(Collected data)
....

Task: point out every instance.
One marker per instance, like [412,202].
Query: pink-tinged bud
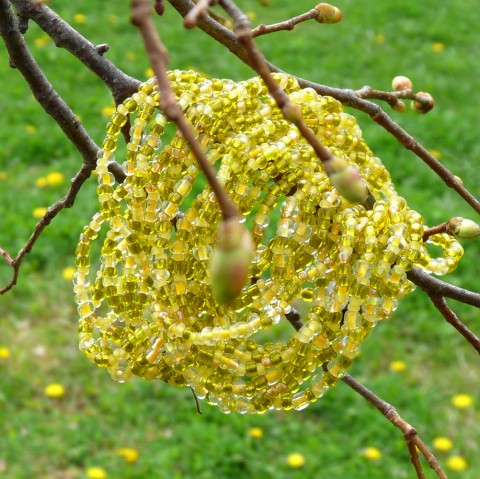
[425,105]
[347,180]
[401,83]
[230,260]
[328,13]
[462,228]
[399,106]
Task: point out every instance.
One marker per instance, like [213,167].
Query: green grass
[61,438]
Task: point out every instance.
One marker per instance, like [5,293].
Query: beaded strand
[148,310]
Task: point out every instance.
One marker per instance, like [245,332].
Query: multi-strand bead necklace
[149,311]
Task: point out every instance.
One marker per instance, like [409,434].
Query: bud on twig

....

Each record must be quoted in full and exactly. Do not include the pictures.

THE REPLY.
Task: point out every instance.
One marker per instance, like [412,202].
Query: pink-tinged bud
[425,105]
[347,180]
[401,83]
[230,260]
[328,13]
[462,228]
[399,106]
Task: point out every instance.
One marker per instance, like [213,167].
Query: green grass
[61,438]
Task: point out every instance.
One marker per instance, like [5,293].
Query: beaded strand
[148,310]
Task: point out every instance.
One marker per instance, like [245,332].
Query: multi-strand bead necklace
[149,311]
Task: point out every instance.
One marker per instance, like [409,434].
Query: bud on twig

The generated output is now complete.